#### [Problem statement]
Return everything from the line containing "pin: the river, one" down to the end of the records below, repeating those lines exactly and nothing else.

-- BEGIN Record set --

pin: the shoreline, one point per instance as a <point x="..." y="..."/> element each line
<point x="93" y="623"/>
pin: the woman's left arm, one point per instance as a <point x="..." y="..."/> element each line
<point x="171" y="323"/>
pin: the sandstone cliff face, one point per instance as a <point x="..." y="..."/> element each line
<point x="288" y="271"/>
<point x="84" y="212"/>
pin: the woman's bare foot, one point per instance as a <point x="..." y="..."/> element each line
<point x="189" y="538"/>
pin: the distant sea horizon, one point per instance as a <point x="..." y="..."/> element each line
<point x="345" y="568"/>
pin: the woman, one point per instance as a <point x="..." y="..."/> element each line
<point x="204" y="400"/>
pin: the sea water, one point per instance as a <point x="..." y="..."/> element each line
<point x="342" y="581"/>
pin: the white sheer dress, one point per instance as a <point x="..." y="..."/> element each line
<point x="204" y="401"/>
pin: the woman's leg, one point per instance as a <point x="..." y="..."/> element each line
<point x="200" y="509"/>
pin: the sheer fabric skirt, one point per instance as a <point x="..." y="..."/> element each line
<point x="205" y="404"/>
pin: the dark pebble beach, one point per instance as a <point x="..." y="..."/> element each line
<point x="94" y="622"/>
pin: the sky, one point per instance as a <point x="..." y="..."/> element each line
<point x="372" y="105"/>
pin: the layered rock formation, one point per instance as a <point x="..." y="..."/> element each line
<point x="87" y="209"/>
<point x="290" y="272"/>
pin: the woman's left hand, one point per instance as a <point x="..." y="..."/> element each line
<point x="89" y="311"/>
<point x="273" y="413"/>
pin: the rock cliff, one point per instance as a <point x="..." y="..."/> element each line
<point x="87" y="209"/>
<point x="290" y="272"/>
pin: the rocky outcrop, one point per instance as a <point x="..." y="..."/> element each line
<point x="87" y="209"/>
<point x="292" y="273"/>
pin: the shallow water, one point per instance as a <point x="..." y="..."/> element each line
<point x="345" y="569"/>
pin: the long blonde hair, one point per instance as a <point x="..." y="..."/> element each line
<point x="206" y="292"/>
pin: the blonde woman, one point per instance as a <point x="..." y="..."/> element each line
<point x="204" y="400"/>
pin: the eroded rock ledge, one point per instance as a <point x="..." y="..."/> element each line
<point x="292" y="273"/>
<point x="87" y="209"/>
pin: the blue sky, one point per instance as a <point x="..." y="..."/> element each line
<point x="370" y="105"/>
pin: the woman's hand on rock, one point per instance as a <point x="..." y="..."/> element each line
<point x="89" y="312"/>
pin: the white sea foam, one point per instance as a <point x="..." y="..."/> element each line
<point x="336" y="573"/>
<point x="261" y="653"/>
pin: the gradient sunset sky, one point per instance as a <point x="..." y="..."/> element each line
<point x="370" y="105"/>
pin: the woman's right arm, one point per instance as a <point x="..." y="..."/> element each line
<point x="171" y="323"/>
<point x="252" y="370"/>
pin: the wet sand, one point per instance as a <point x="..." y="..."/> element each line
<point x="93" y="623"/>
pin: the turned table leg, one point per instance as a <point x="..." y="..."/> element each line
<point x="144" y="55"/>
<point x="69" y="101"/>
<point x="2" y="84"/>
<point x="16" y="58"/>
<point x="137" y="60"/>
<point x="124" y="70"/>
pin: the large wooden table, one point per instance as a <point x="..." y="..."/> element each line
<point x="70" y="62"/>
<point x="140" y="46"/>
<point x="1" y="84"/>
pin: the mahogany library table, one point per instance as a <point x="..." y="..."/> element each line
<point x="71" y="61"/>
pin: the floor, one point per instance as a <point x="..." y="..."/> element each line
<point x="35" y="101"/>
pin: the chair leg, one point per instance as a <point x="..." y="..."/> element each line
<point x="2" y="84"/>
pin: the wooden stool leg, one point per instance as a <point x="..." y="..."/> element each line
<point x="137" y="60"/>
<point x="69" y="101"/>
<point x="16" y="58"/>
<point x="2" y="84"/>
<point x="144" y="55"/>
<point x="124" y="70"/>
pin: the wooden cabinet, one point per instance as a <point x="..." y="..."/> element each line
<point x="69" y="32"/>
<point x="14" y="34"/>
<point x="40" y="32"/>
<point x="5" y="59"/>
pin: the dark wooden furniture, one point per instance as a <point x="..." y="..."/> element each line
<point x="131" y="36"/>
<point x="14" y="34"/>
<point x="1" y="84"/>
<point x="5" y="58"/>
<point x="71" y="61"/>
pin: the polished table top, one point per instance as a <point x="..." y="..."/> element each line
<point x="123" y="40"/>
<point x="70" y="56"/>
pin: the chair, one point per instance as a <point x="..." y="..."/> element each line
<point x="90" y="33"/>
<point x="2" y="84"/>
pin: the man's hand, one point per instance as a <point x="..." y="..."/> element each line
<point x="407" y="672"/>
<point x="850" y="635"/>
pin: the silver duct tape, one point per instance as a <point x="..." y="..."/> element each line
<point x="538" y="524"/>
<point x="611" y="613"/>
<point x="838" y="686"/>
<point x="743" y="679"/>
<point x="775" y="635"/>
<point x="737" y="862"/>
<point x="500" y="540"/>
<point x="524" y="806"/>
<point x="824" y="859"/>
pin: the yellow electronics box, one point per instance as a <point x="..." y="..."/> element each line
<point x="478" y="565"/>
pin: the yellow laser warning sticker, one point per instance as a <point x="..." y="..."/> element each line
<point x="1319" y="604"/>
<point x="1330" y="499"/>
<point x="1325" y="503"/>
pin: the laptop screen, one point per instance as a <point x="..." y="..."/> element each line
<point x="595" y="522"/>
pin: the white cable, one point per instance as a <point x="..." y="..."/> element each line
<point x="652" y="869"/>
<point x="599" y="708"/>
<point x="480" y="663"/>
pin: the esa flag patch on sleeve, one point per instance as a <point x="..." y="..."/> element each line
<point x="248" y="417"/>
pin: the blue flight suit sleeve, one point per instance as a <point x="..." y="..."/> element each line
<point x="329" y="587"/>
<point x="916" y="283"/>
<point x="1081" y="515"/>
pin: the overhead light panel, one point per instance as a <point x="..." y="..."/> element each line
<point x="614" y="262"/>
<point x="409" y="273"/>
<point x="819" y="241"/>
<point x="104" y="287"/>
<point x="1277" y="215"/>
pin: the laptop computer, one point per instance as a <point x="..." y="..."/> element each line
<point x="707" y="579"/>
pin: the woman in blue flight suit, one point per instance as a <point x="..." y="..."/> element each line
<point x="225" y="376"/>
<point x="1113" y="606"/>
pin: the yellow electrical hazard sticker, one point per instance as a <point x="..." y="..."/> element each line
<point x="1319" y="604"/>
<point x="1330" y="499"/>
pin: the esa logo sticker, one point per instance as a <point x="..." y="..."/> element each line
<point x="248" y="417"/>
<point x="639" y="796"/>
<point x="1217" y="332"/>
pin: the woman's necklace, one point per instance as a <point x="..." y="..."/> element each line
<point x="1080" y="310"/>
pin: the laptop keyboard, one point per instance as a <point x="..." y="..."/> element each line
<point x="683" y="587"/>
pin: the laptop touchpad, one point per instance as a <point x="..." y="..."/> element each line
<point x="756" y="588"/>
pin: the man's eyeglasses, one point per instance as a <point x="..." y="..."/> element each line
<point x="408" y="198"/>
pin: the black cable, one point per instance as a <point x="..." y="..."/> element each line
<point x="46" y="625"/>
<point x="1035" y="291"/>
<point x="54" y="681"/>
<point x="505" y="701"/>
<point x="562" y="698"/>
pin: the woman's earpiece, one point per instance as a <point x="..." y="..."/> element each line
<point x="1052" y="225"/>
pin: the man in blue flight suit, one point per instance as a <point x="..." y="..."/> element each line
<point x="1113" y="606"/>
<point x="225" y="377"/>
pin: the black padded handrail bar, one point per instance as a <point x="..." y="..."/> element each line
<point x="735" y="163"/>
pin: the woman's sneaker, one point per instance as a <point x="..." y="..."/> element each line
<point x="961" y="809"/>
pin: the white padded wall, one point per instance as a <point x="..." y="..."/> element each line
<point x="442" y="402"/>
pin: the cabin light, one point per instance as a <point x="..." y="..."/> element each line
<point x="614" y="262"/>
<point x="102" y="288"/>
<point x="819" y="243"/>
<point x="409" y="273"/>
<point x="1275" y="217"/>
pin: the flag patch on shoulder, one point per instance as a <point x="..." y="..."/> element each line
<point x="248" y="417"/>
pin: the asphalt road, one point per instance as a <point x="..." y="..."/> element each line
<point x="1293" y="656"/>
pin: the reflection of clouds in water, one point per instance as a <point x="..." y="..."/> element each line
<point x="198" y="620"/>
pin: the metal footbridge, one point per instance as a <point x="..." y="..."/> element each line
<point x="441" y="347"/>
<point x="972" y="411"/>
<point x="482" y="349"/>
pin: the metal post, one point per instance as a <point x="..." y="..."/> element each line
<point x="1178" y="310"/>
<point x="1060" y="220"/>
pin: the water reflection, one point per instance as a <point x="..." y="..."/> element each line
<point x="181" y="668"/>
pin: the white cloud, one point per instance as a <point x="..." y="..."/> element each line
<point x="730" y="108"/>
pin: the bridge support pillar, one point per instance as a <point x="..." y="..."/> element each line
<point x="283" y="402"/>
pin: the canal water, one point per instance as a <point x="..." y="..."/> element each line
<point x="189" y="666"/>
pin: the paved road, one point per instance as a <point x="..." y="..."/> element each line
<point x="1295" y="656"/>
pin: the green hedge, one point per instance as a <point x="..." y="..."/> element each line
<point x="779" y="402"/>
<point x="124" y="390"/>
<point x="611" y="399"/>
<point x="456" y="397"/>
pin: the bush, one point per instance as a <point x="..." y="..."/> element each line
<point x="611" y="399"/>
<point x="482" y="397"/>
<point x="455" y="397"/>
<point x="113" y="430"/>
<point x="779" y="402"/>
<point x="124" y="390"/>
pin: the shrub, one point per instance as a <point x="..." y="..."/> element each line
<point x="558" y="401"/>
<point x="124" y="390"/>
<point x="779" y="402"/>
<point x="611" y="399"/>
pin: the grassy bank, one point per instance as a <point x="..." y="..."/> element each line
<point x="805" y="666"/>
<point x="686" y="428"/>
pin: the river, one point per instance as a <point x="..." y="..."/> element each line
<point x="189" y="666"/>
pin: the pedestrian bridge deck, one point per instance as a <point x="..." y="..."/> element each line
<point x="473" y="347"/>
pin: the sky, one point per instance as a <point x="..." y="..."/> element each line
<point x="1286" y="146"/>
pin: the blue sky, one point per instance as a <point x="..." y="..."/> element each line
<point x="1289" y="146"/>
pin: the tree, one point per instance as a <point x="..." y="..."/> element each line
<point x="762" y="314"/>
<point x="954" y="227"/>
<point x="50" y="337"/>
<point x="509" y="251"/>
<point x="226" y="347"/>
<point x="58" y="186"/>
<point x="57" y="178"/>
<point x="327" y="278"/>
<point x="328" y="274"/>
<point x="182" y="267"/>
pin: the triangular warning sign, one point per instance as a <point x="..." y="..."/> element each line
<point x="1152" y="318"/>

-- END Record set --

#### [Exercise result]
pin: the river, one point per instance as a <point x="..." y="..."/> element each line
<point x="189" y="666"/>
pin: the pedestrian bridge deck, one point per instance as a <point x="..." y="..."/> element each line
<point x="473" y="347"/>
pin: the sky, one point per instance as a <point x="..." y="..."/> element each line
<point x="1286" y="146"/>
pin: the blue sky, one point per instance as a <point x="..." y="..."/> element each line
<point x="1289" y="146"/>
pin: the tree, one point per instance as a <point x="..." y="..."/> element each line
<point x="762" y="314"/>
<point x="954" y="227"/>
<point x="50" y="337"/>
<point x="509" y="251"/>
<point x="226" y="347"/>
<point x="58" y="186"/>
<point x="57" y="178"/>
<point x="327" y="278"/>
<point x="328" y="274"/>
<point x="182" y="267"/>
pin: the triangular warning sign, one point per instance as a <point x="..." y="..."/> element each line
<point x="1152" y="318"/>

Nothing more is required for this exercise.